Extract to read »
-=-=-=-=-

When it was announced that both Tyler “Snoop” Huntley and Derek Carr were named as Pro Bowl quarterbacks, I was astonished. There’s an argument to be made for Trevor Lawrence, but these two? I couldn’t believe it. One started the season on the bench and the other ended the season there. Combined, they have fewer touchdowns and more interceptions than Jared Goff, and yet, for the rest of time, their 2022 campaigns will be listed with the Pro Bowl asterisk… which is ironic in itself.
Rant: Pro Bowl Alternates Shouldn’t Count as Pro Bowlers
Patrick Mahomes, the best QB in the league, was voted to the Pro Bowl, but he can’t go because he’s going to the Super Bowl. Tua Tagovailoa, who actually had the most Pro Bowl votes, can’t go, because his brain is still recovering from multiple concussions. Joe Burrow simply opted out of going and Justin Herbert can’t go because he’s recovering from injuries of his own. Four quarterbacks, who earned Pro Bowl consideration this year, will not be in attendance for various reasons.
Guys like Ryan Tannehill and Lamar Jackson, who otherwise might’ve contended for a spot, either were or still are injured, and thus couldn’t sneak in. Deshaun Watson, even if he did play this well, was suspended for the vast majority of the season. That leaves only eight quarterbacks, and not the best eight, with a void for three.

-=-=-=-=-

Supplied material »
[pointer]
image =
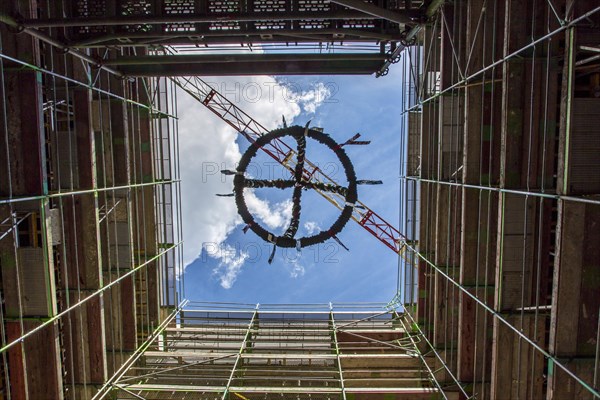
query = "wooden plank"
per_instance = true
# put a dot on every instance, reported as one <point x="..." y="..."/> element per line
<point x="39" y="377"/>
<point x="517" y="369"/>
<point x="515" y="252"/>
<point x="448" y="226"/>
<point x="445" y="299"/>
<point x="475" y="336"/>
<point x="566" y="290"/>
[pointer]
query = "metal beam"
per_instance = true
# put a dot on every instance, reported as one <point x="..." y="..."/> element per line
<point x="357" y="11"/>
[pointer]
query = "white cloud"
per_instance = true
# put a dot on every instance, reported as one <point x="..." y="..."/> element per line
<point x="230" y="264"/>
<point x="207" y="145"/>
<point x="297" y="269"/>
<point x="309" y="99"/>
<point x="273" y="217"/>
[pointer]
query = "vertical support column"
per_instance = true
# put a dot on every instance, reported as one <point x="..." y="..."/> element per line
<point x="575" y="302"/>
<point x="337" y="350"/>
<point x="84" y="333"/>
<point x="28" y="286"/>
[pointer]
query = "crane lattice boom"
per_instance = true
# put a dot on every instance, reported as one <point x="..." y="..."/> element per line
<point x="285" y="155"/>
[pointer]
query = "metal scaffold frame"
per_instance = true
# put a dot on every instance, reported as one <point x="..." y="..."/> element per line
<point x="300" y="351"/>
<point x="90" y="240"/>
<point x="500" y="193"/>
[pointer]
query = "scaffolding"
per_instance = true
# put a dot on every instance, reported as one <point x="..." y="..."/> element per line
<point x="503" y="160"/>
<point x="90" y="240"/>
<point x="498" y="289"/>
<point x="291" y="351"/>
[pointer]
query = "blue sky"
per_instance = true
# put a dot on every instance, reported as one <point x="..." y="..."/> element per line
<point x="232" y="266"/>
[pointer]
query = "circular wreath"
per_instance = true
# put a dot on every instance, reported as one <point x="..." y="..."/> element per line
<point x="299" y="183"/>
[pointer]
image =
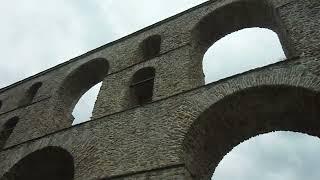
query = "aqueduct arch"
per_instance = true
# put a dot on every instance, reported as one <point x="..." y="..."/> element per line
<point x="245" y="114"/>
<point x="126" y="142"/>
<point x="232" y="17"/>
<point x="51" y="163"/>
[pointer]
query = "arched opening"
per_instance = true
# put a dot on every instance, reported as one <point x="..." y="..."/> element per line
<point x="30" y="94"/>
<point x="50" y="163"/>
<point x="241" y="51"/>
<point x="231" y="18"/>
<point x="142" y="86"/>
<point x="246" y="114"/>
<point x="151" y="47"/>
<point x="77" y="83"/>
<point x="277" y="156"/>
<point x="6" y="130"/>
<point x="83" y="109"/>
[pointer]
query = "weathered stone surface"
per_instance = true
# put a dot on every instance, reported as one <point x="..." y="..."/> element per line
<point x="170" y="137"/>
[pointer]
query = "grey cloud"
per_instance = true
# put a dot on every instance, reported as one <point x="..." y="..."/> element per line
<point x="36" y="35"/>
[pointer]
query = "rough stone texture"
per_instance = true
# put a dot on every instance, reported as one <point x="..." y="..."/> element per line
<point x="168" y="138"/>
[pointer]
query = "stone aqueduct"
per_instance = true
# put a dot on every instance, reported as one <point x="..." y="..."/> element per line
<point x="154" y="117"/>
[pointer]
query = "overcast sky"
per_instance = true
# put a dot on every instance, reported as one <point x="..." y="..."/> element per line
<point x="38" y="34"/>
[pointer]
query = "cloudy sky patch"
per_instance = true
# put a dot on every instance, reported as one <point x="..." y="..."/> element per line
<point x="38" y="34"/>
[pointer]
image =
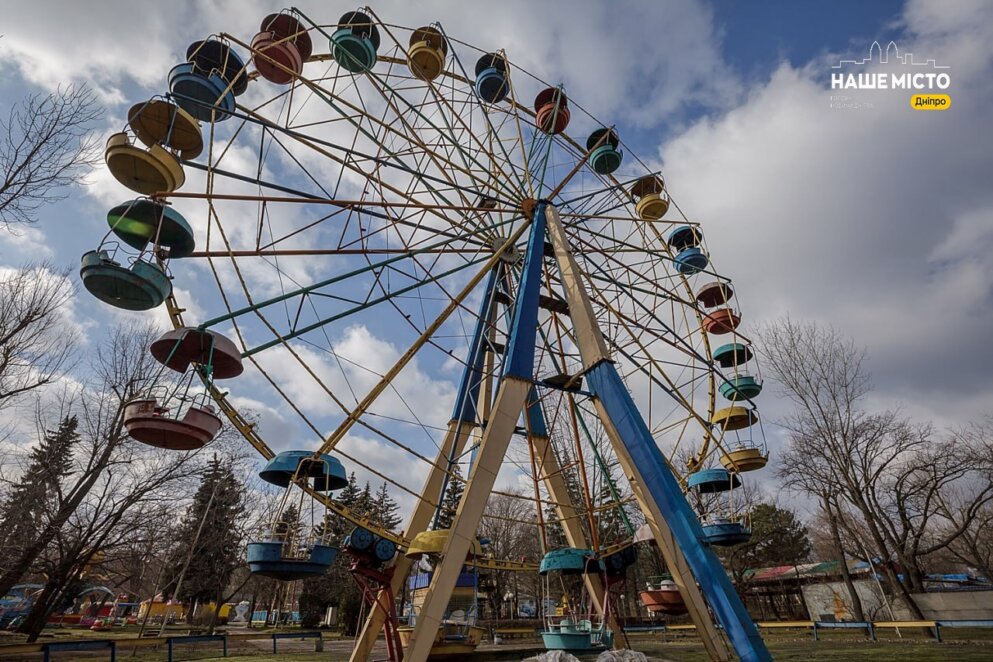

-=-=-=-=-

Stated exercise 1 » Which lines in the entries contain the string "aqueduct"? Pull out each of those lines in full, counting only matches with the same case.
Stated exercise 2 » Could you write the next part of the Pro Bowl rant, picking up after its final sentence?
The Pro Bowl rant and the entries come from separate sources.

Written response 1 »
query = "aqueduct arch"
query = "stone aqueduct"

Written response 2 »
Kenny Pickett, a rookie who underwhelmed, Mac Jones, who toiled under Matt Patricia’s “offense,” Zach Wilson, who couldn’t hold off Joe Flacco or Mike White, Davis Mills, who himself was oft-benched, and Russell Wilson, who was a shadow of his former self in Denver are among some of the AFC’s eligible quarterbacks.
The alternates who will be representing the conference instead? Trevor Lawrence, who was admittedly pretty good, if inconsistent this season, gets the starting nod. Not necessarily controversial, as he does seem to be on the rise. The other quarterbacks, however, are hilarious selections.
The second string quarterback, Huntley, did help get the Baltimore Ravens to the playoffs, but just about barely. This season, Huntley threw for 658 yards, two touchdowns, and three interceptions in six apperances. Now, that’s not his strength, he’s more of a rusher. However, in those six games, he only rushed for 137 yards and a score. That means, in total, he averaged 132 total yards a game, splitting three touchdowns with three turnovers. And yes, he got the Ravens to the playoffs… with a 2-2 record.
The final quarterback is somehow even funnier, because it’s Derek Carr. Derek Carr, who was benched after an abysmal performance on Christmas Eve and opted to leave the team. Carr, who was leading the league in interceptions when he was benched, is in quarterbacking purgatory, and will have to wear a Raiders helmet again this weekend, despite never playing with the team again.
So, am I upset that these three will be in the game? No. The Pro Bowl has been a sham for a long, long time, and I can’t even tell you the last time I watched. I think Darrell Green was racing someone. However, Pro Bowls do carry some weight. Being a “Pro Bowl player” will come up again when these guys are asking for contracts or being considered for the Hall of Fame. And I don’t want to watch football where someone like Tyler Huntley, who had one more passing touchdown than running back Christian McCaffrey this year, is considered a Pro Bowl caliber player.
Making a mountain out of a molehill? Sure. In the grand scheme of things, is there even a 0.001% chance that Tyler Huntley is a Hall of Famer? Not really. But in my opinion, playing in the Pro Bowl game does not make you a Pro Bowler the way that being voted in does.
I’ll get off my soap box now.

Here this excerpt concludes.